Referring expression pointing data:
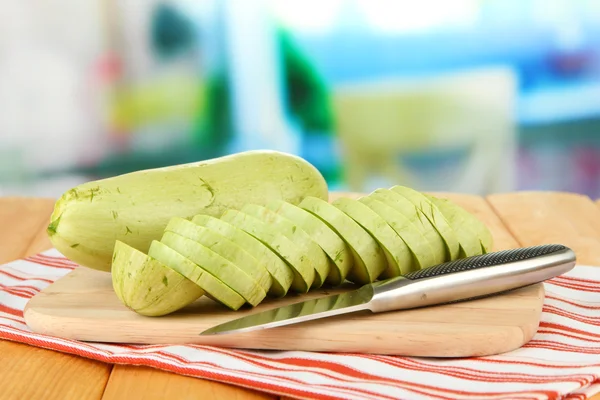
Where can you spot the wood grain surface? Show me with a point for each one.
(514, 219)
(83, 306)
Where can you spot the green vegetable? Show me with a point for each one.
(435, 217)
(282, 276)
(295, 258)
(340, 258)
(418, 219)
(216, 265)
(134, 208)
(148, 287)
(213, 287)
(297, 235)
(397, 254)
(369, 260)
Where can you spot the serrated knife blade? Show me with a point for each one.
(464, 279)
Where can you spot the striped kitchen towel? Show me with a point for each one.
(561, 361)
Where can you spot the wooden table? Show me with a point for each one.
(516, 219)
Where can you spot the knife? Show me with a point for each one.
(464, 279)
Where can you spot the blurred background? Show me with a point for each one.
(475, 96)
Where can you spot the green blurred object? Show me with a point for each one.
(171, 32)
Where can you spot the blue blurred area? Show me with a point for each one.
(475, 96)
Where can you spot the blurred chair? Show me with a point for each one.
(380, 124)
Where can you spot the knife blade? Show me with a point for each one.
(460, 280)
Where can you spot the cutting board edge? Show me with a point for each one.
(60, 327)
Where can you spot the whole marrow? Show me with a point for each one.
(134, 208)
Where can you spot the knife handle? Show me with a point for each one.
(472, 277)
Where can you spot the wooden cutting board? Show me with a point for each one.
(82, 305)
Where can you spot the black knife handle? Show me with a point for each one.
(487, 260)
(472, 277)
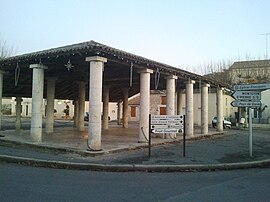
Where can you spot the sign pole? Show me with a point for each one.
(250, 132)
(184, 137)
(149, 138)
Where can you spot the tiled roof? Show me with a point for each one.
(251, 64)
(94, 48)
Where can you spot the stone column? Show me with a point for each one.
(76, 114)
(95, 98)
(81, 106)
(180, 101)
(37, 101)
(204, 108)
(220, 109)
(119, 112)
(170, 95)
(106, 97)
(144, 104)
(189, 108)
(1, 94)
(125, 107)
(18, 121)
(50, 105)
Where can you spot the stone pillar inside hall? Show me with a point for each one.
(119, 105)
(204, 108)
(1, 94)
(37, 101)
(180, 101)
(95, 100)
(189, 122)
(81, 106)
(170, 96)
(18, 121)
(50, 105)
(125, 107)
(76, 114)
(106, 97)
(144, 104)
(220, 109)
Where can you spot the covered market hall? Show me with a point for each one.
(100, 74)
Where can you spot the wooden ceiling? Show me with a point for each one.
(121, 71)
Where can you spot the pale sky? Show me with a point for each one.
(184, 34)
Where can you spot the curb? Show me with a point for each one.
(100, 153)
(132, 167)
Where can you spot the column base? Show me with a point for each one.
(142, 141)
(94, 150)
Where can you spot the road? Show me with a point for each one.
(20, 183)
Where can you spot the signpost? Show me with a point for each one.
(166, 124)
(249, 95)
(246, 103)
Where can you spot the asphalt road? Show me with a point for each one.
(19, 183)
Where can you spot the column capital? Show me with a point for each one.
(205, 85)
(145, 70)
(51, 78)
(95, 59)
(81, 82)
(171, 77)
(190, 81)
(38, 66)
(220, 88)
(2, 72)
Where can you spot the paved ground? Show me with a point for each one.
(120, 147)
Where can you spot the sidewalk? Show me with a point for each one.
(215, 152)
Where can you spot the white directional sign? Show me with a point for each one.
(167, 123)
(258, 86)
(247, 95)
(240, 103)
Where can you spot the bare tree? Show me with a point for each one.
(5, 50)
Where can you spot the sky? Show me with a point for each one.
(183, 33)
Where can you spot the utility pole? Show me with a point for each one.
(266, 44)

Exercise instructions: The data above should be repeated exactly, minus any pictures.

Task response:
Where can you spot the wood grain surface? Show me with a point for each one.
(514, 219)
(83, 306)
Where can you spot the green vegetable? Show me with a point for each one.
(435, 217)
(282, 276)
(295, 258)
(340, 258)
(418, 219)
(216, 265)
(134, 208)
(148, 287)
(213, 287)
(297, 235)
(397, 254)
(369, 260)
Where can you spot the serrated knife blade? Show me with a point for each one.
(464, 279)
Where can you spot the striped kitchen towel? Show me with a point for each one.
(561, 361)
Where can you spot the wooden table? Show me with a point for each one.
(516, 219)
Where can you spot the knife? Show me with a point for each one.
(464, 279)
Where can you spot the blurred background? Show me with a point for each one.
(475, 96)
Where can you spot the green blurred object? Show me with a point for each one.
(171, 32)
Where can you spot the blue blurred area? Show me with a point for each one.
(475, 96)
Where can you spot the blurred chair? Show me with a point for each one.
(380, 124)
Where can you spot the knife blade? Show me with a point for each one.
(460, 280)
Where can you spot the cutting board edge? Show me with a point for each one.
(60, 327)
Where can you spot the whole marrow? Show me with a point for each one.
(134, 208)
Where can you spot the knife handle? Show me with a point for each one.
(472, 277)
Where can you spot the wooden cutting board? Show me with a point for each one.
(82, 305)
Where can you spot the black knife handle? Show me with a point for each one.
(487, 260)
(472, 277)
Where can you spot the sign pole? Show me with a point for each one.
(250, 132)
(184, 137)
(149, 138)
Where can you spot the tiled roof? Show me with a point for each one.
(251, 64)
(94, 48)
Where can you spot the stone column? Show me with a point for each one.
(76, 114)
(95, 98)
(81, 106)
(180, 101)
(37, 101)
(204, 108)
(220, 109)
(119, 112)
(170, 95)
(106, 97)
(144, 104)
(189, 108)
(1, 94)
(125, 107)
(18, 121)
(50, 105)
Where can you spot the stone pillar inside hall? Show me with a point for each one.
(119, 105)
(204, 108)
(1, 94)
(37, 101)
(180, 101)
(95, 100)
(189, 122)
(81, 106)
(170, 96)
(18, 121)
(50, 105)
(125, 107)
(76, 114)
(106, 97)
(144, 104)
(220, 109)
Where can you spot the covered market hall? Show me with a point for each one.
(100, 74)
Where can you spot the wooden ceiling? Show me with a point for each one.
(121, 71)
Where can you spot the pale sky? Show me with a point for each one.
(184, 34)
Where can you spot the curb? Show me with a point for each one.
(100, 153)
(132, 167)
Where can you spot the column base? Show me with a point for each one.
(142, 141)
(94, 150)
Where can you spot the road? Show me with a point for each one.
(20, 183)
Where can you spot the signpost? Show me with a point for each one.
(166, 124)
(249, 95)
(246, 103)
Where can you spot the asphalt road? Show me with a point for each one.
(19, 183)
Where can you spot the column capital? Show me with a point for each one.
(205, 85)
(145, 70)
(51, 78)
(95, 59)
(81, 82)
(171, 77)
(190, 81)
(38, 66)
(220, 88)
(2, 72)
Where can you spot the paved ground? Show me with a point for each one.
(120, 147)
Where can you spot the sidewalk? Show me with a point for each one.
(215, 152)
Where can you spot the white directional sign? Show me with a point for each one.
(167, 123)
(258, 86)
(247, 95)
(240, 103)
Where can you spot the bare tree? Show me with a point for each one.
(5, 50)
Where can you spot the sky? Show me with a point for each one.
(183, 33)
Where can you spot the utility pole? Show me with a point for each one.
(266, 44)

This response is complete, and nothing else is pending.